* [TEXT]:
Auf der Woge des Hartz-IV-Protestes scheint sich rechtsaußen nun mit der NPD eine Partei sogar womöglich parlamentarisch zu etablieren, die noch bis vor kurzem aus dem 0,2-Prozent-Ghetto nicht hinausgekommen ist. Es ist eine eigentümliche Pointe, daß der seit dem Jahr 2000 von Bundeskanzler Schröder verkündete "Aufstand der Anständigen" und der "Kampf gegen Rechts" schnurgerade in einer erstarkten radikalen Rechten münden.

Der "Kampf gegen Rechts" hat nämlich dazu geführt, daß in den Augen des Publikums alles vom rechten Flügel der Union bis zur NPD und Neonazi-Skinheads über einen Leisten geschlagen wurde. Objektiv vorhandene Unterschiede zwischen einer nationalliberalen Schill-Partei in Hamburg, den von 1992 bis 2002 in Baden-Württemberg mit einer Landtagsfraktion vertretenen rechtskonservativen Republikanern und einer NPD, die nicht in der Lage ist, sich zum Grundgesetz oder der parlamentarischen Demokratie zu bekennen, werden verwischt - der Wähler glaubt, alles sei "rechts", ohne Unterschied.

* [DATENBLOCK]:

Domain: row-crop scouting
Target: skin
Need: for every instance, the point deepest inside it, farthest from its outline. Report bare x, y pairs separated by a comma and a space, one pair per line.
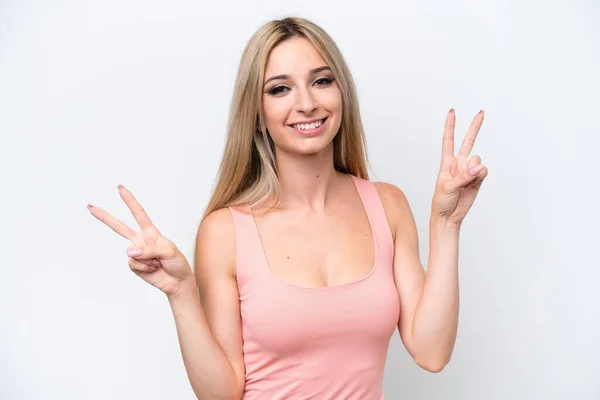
336, 249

* [KURZE AUFGABE 1]:
Beantworten Sie anhand des Textes zur NPD die folgenden Fragen:
(a) Aus welchem Prozent-Ghetto ist die NPD bis vor kurzem nicht hinausgekommen?
(b) Wer hat den „Aufstand der Anständigen“ verkündet, und seit welchem Jahr?
(c) In welchem Zeitraum waren die Republikaner in Baden-Württemberg mit einer Landtagsfraktion vertreten?
* [KURZE AUFGABE 2]: Kopieren Sie aus dem Text zur NPD unverändert den Abschnitt, der mit den Worten „Auf der Woge“ beginnt und mit „radikalen Rechten münden.“ endet.

* [LÖSUNG 1]:
(a) Aus dem 0,2-Prozent-Ghetto.
(b) Bundeskanzler Schröder, seit dem Jahr 2000.
(c) Von 1992 bis 2002.

* [LÖSUNG 2]:
Auf der Woge des Hartz-IV-Protestes scheint sich rechtsaußen nun mit der NPD eine Partei sogar womöglich parlamentarisch zu etablieren, die noch bis vor kurzem aus dem 0,2-Prozent-Ghetto nicht hinausgekommen ist. Es ist eine eigentümliche Pointe, daß der seit dem Jahr 2000 von Bundeskanzler Schröder verkündete "Aufstand der Anständigen" und der "Kampf gegen Rechts" schnurgerade in einer erstarkten radikalen Rechten münden.